** Problem to work on **
Update the entries starting with the line that contains "hand in the image above." and continuing through the end of the entries: write those lines out again with "chin strap" changed to "chinstrap" and everything else left as it is.

** Records for this task **

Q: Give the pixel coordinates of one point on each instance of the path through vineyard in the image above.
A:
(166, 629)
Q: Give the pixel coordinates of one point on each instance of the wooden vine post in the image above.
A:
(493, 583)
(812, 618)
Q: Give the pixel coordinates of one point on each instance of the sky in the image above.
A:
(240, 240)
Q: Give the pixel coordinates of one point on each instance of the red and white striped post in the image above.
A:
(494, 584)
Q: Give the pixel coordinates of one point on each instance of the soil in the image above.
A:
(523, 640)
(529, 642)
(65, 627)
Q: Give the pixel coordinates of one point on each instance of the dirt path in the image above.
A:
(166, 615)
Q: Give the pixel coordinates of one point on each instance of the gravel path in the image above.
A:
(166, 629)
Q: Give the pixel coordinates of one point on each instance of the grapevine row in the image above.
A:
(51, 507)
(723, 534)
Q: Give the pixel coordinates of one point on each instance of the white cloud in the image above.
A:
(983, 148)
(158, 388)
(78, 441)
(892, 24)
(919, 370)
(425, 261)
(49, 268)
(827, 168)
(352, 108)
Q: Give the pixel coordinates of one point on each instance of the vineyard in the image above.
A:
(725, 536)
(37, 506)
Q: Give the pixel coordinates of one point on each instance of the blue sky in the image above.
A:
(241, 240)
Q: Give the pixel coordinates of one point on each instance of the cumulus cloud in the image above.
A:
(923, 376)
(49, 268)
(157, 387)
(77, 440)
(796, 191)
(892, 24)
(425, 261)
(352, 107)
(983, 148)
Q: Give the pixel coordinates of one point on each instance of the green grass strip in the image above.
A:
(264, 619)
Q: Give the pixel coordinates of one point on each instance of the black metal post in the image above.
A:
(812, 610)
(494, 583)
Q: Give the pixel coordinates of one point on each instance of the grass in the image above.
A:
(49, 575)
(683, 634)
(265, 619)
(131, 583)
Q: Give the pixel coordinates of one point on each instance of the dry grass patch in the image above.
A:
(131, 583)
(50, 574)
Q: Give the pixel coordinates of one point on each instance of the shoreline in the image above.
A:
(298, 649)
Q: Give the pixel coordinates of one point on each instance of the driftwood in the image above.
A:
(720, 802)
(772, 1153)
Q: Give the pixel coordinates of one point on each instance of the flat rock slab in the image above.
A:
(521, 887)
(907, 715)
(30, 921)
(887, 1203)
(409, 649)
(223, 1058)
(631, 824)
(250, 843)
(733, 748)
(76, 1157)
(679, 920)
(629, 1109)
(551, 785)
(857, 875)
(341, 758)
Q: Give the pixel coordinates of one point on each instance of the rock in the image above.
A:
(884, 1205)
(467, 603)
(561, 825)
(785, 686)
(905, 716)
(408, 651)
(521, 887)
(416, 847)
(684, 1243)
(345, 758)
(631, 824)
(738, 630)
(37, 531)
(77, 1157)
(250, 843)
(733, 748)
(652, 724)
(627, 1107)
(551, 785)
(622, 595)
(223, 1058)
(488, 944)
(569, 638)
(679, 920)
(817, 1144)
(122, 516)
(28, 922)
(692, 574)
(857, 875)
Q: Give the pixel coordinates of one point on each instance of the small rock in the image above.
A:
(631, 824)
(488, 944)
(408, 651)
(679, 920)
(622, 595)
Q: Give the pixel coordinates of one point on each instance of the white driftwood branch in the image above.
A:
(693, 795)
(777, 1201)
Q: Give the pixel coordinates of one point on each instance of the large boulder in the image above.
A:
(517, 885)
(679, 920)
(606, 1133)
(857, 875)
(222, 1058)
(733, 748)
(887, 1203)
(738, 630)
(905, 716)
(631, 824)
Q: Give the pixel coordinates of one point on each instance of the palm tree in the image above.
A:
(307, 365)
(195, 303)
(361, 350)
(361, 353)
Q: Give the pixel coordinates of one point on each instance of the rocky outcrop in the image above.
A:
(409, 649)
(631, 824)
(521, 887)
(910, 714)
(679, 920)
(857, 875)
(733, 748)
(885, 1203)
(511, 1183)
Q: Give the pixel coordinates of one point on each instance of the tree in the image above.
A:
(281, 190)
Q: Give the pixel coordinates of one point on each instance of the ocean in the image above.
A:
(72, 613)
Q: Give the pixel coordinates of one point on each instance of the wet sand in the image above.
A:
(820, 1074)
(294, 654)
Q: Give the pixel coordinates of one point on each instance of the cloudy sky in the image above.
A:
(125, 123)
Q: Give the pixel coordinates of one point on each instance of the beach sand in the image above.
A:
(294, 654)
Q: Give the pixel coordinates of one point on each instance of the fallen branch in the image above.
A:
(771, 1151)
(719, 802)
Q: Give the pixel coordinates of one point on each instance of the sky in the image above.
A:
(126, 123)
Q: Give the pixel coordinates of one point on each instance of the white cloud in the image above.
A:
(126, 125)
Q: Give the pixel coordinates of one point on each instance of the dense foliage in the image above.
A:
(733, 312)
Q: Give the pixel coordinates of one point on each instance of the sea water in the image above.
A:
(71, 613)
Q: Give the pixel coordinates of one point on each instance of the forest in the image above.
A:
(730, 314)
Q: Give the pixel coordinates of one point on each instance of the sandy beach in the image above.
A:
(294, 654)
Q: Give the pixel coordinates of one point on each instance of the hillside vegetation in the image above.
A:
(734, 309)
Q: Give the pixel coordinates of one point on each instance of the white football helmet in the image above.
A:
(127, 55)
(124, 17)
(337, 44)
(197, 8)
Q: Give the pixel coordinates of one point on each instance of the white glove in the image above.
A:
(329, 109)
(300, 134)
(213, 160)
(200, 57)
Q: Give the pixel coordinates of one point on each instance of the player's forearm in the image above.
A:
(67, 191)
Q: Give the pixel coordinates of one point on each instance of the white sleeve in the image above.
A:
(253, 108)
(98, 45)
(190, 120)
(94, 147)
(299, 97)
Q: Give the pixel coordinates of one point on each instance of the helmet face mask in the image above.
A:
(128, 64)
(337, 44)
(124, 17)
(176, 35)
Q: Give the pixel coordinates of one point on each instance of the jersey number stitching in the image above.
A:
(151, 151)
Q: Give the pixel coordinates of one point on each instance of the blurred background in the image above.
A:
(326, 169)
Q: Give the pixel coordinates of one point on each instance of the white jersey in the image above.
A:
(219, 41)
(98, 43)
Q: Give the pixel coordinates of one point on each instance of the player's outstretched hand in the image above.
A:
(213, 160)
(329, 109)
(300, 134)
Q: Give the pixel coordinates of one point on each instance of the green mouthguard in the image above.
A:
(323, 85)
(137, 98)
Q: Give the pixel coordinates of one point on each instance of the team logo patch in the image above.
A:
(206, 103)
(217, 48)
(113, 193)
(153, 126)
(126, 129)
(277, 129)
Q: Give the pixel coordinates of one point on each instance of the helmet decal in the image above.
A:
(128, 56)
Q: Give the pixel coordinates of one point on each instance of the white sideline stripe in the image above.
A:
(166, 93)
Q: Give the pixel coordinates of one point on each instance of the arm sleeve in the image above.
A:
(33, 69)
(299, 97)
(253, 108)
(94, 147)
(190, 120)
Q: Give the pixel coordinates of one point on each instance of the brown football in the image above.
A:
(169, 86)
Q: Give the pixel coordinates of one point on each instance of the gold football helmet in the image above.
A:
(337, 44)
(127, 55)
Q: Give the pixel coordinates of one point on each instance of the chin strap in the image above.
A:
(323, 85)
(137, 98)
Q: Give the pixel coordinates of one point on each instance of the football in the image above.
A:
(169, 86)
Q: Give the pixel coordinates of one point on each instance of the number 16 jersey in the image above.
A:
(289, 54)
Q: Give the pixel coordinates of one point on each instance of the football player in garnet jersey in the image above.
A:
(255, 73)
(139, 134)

** Problem solution **
Q: Give the pixel coordinates of one point on each instance of the player's outstretched hand in the image above.
A:
(213, 160)
(329, 109)
(300, 134)
Q: Give the pixel coordinates of one point on each instance of the green mouthguard in the image above.
A:
(323, 85)
(137, 98)
Q: Give the pixel coordinates of one point on each instance of the team logo patch in the image above.
A:
(206, 103)
(217, 48)
(113, 193)
(153, 126)
(126, 129)
(277, 129)
Q: Give the pixel coordinates of one point on each instance of the helmet decal in the image above.
A:
(128, 56)
Q: Give the pixel coordinates of one point on each instance of the white sideline stripe in the image above.
A:
(166, 93)
Q: Give the pixel coordinates of one point on each instance of the arm sleeve in the image above.
A:
(33, 69)
(299, 97)
(253, 108)
(94, 147)
(190, 120)
Q: Give the pixel coordinates of one point on each instance of the brown football in the image above.
A:
(169, 86)
Q: Give the pixel coordinates of one point on each instance of the gold football helmet in the image above.
A:
(337, 44)
(127, 55)
Q: Give the pixel coordinates of one point on each instance of the chinstrap in the image above.
A:
(323, 85)
(137, 98)
Q: Give the pixel coordinates of one point on each instance of the football in the image above.
A:
(169, 86)
Q: Give the pixel coordinates of one point on each instance of the number 16 jersey in the image above.
A:
(289, 54)
Q: Give the pixel coordinates of one point on each instance of the football player in garnet jersey in the image above.
A:
(255, 73)
(139, 134)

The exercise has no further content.